-------- Information provided --------

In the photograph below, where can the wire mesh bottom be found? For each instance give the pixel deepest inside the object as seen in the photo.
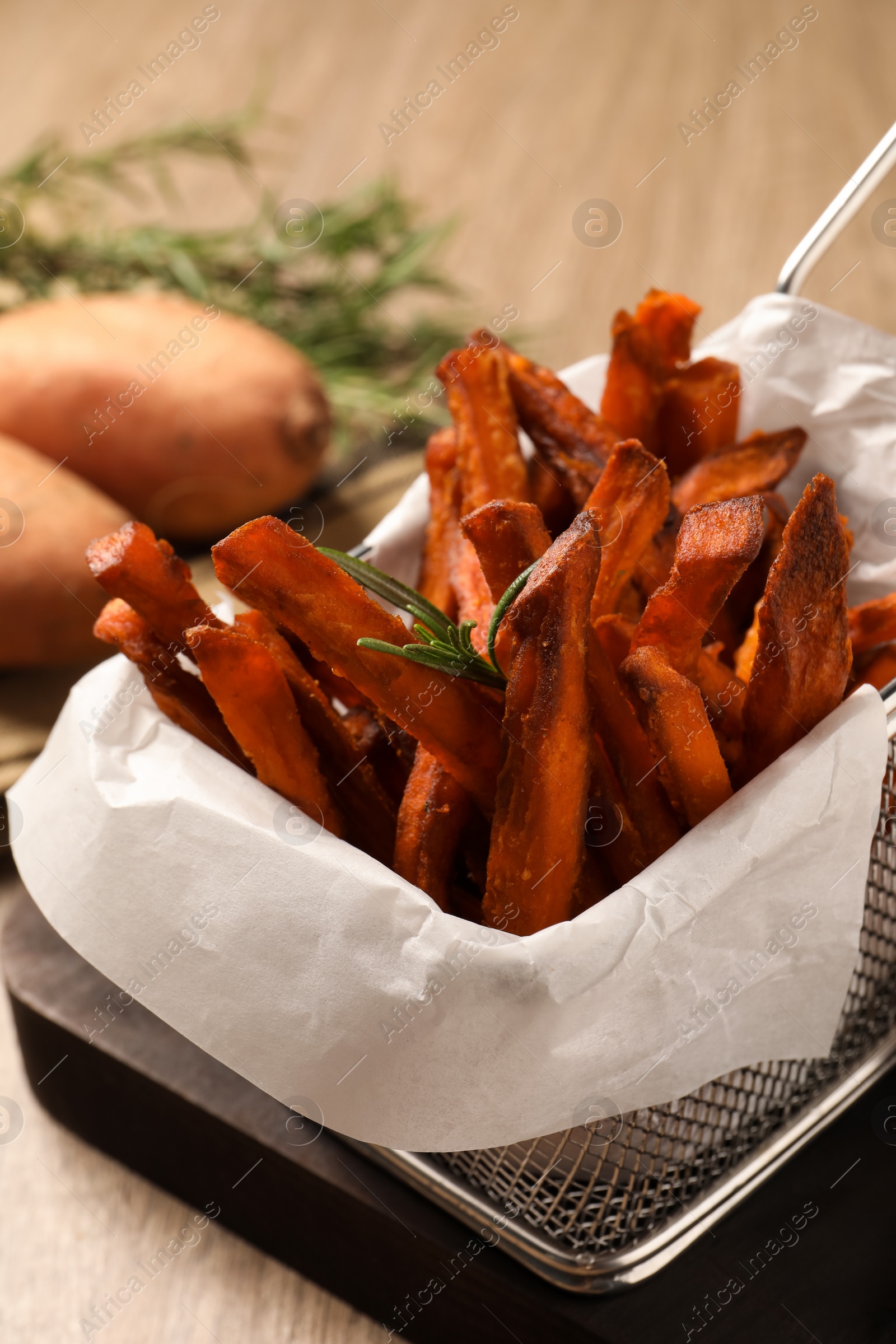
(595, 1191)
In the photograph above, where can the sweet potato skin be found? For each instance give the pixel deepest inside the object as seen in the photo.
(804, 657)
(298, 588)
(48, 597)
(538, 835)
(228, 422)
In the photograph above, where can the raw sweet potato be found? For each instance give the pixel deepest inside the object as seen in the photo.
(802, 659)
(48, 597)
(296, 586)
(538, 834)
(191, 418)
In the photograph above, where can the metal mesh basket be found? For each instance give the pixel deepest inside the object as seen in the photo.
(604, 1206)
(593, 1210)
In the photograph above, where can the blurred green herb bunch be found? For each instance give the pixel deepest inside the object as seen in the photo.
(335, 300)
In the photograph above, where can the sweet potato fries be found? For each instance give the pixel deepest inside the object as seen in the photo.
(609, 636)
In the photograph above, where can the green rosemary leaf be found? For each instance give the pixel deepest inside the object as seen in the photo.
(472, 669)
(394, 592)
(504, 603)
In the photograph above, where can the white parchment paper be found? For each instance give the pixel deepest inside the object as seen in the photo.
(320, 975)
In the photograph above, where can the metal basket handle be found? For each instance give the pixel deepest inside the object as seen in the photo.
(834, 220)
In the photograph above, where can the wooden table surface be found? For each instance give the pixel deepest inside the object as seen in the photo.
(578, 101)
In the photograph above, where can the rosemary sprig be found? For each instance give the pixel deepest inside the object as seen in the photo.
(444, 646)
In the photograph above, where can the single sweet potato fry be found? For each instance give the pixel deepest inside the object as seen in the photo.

--------

The records above are to be copied exactly, without their pictures.

In the photograph below, where can the wire mesh bottom be found? For each instance give the pixel deepest inside the object as seen in the photo.
(595, 1191)
In the photograph above, where can the sweet potato skin be found? For each instance give the pixel deepest inside the object as seen in the photo.
(804, 657)
(298, 588)
(48, 597)
(538, 835)
(228, 422)
In the photograph above, where can the raw sweet potato be found? For each instance give the pixel deepest inside the object as seen in the photo.
(802, 659)
(48, 597)
(296, 586)
(538, 834)
(191, 418)
In the photograph above, where can the metal mesh basket be found? For each instance give the pixel deepest inside the object as seen in the photo.
(604, 1206)
(593, 1210)
In the photograph above, where can the blurred green herb bunch be found? For each instance give the pixel deepest inside the object as seen in the photo.
(335, 300)
In the photograph above, where can the sweet potato fries be found? For each instance give the pixel deepest inside the object as seen in the photo.
(609, 636)
In the photograph above, where can the green rosemary leaf be found? For each instance give the pixel deepest inside the object as seen in the photo.
(472, 669)
(394, 592)
(504, 603)
In the photograph above, where can the white parchment paper be found? For each instance give the pixel deepest inside the object as seen in the photo.
(320, 975)
In the photograph above, where can the metal basket handle be found? For each instance give the pixel deepest inside the object as seen in the photo.
(834, 220)
In the photograph above, where can the wooden table surface be found? For each instance give the pixel deepest inside the object as seen in the photo.
(578, 101)
In the photograph above, where can the rosemary sprig be found? For each instance give the pixel deepest inside the object as seen in the photo.
(444, 646)
In the photograph above, where can the single sweet potato fry be found? For each instance give the pixel deepest inside the object as seen in the photo.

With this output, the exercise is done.